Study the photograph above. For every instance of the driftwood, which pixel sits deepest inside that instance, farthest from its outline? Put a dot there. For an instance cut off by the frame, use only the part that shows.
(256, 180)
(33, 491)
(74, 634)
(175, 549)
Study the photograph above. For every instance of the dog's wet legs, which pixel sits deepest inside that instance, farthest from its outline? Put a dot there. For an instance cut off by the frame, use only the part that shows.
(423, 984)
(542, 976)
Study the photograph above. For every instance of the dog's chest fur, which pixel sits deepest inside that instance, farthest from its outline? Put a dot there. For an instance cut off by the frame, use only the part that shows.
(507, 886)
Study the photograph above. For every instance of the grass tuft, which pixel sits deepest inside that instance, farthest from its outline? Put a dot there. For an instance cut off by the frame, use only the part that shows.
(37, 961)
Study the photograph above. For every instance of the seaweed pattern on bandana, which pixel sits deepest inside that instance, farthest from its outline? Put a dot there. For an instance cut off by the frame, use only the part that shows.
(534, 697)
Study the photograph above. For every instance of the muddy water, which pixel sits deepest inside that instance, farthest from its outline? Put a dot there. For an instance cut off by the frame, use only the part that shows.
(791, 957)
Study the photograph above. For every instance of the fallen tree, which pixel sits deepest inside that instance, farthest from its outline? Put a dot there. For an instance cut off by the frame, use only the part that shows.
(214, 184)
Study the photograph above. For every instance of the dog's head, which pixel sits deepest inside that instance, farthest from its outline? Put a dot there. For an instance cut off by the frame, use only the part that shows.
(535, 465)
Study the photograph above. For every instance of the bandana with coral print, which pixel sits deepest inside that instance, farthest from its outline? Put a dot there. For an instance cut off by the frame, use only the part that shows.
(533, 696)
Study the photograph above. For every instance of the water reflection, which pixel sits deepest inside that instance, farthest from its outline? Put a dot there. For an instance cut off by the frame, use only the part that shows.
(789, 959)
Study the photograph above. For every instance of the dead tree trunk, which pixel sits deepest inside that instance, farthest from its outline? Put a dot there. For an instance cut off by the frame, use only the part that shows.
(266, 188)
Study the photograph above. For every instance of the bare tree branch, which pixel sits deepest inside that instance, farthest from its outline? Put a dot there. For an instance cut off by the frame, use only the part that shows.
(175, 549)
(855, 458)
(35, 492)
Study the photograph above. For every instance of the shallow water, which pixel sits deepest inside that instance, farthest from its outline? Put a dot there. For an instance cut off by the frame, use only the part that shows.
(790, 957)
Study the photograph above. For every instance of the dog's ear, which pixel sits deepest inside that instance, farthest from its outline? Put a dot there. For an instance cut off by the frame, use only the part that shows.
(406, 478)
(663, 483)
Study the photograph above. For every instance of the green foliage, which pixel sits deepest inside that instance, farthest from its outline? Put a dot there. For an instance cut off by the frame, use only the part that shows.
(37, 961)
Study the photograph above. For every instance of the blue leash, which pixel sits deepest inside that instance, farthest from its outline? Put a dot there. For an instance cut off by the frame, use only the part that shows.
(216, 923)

## [TASK ITEM]
Everything in the material should be repeated exactly as written.

## [EXERCISE SOLUTION]
Study the photograph above. For every instance of the driftwood, which pixel sits deepest inside that instance, farthest from its outline? Put a dot there. For an instance cut off by the frame, use only the part that shows.
(256, 180)
(33, 491)
(74, 634)
(175, 549)
Study the photograph above. For every instance of the dog's wet legs, which pixel sits deepest inside that instance, farthest from its outline? Put a dot there. For an instance cut off by the frame, use only the part that shows.
(423, 984)
(542, 976)
Study the photograph above. For every instance of the dog's chest fur, which pixel sits deepest inside that instance, farthest from its outline? Put a dot there. For an instance cut off by the frame, use only the part that shows.
(507, 886)
Study the photograph above. For every instance of the grass tuft, which pixel sits deepest inside that instance, farthest from its outline? Put a dot there. For an instance cut off by the frame, use only the part that shows.
(37, 961)
Study the photograph above. For every instance of the seaweed pattern on bandana, which pixel sits deepest inside that instance, farthest from its outline? Put a dot there. For an instance cut off by the frame, use only the part that shows.
(534, 697)
Study the photograph above. For every instance of the muddy water, which pixel sits deepest inside that instance, farthest from its outline? Put a dot there. For an instance cut off by the frame, use only the part that shows.
(791, 957)
Study the photograph above. For every instance of the fallen tree, which pixel sits deepest inside that instance, farthest from its outline? Put a dot there. For an instance cut off by the frame, use only the part that shows.
(214, 184)
Study the photograph above. For every instance of the dog's head, which pixel sits deepest inside that instance, farthest from its outline? Put a dot there. For an instance cut off by the frame, use only the part that shows.
(535, 465)
Study the photograph above. For every instance of the bandana with coral print, which pixel sits deepest inside that instance, farthest from its outline? Put a dot there. For an instance cut off by the frame, use only the part that shows.
(533, 696)
Study the photograph above. For every instance of the water reflection, which pixel sits deepest inside that instance, farthest from its outline? Put a dot there. For an instance cut off by the frame, use only the part that shows.
(789, 959)
Study the photograph above. For every instance of the dead tree trunk, which pixel sits deepest inside that instance, farthest from its outline? Put a dot there. For an instance cut off by the frame, use only the part that shows.
(266, 188)
Study the photograph above. For every instance of the bare tree branch, which pixel sits deepest inside that instance, farthest from its outline? Put a dot there. For an instance cut off by the frame, use only the part that shows.
(175, 549)
(855, 458)
(35, 492)
Study the photograph above. For every instance of the shallow water, which pixel sits deepest inside that instance, farthest from its outline? Put a dot there. For an instance cut off by the frame, use only the part that shows.
(790, 957)
Study the photograph above. For every instance of the dog's ear, which pixel sits deepest inside that instance, farthest from its outline? Put a dot there. For an instance cut off by the frame, use only the part that shows.
(406, 478)
(663, 483)
Study the photograph above. For every instance of the green foliage, which pixel sits deepest inside that instance, farthest from its outline? Put a dot there. For an instance cut off by the frame, use only the part that shows.
(37, 961)
Study the photograph above. For every instance of the blue leash, which pixel sits deepest inside that instance, farthest from its outline? Put a dot there. For an instance cut off by the frame, use only the part that shows.
(216, 923)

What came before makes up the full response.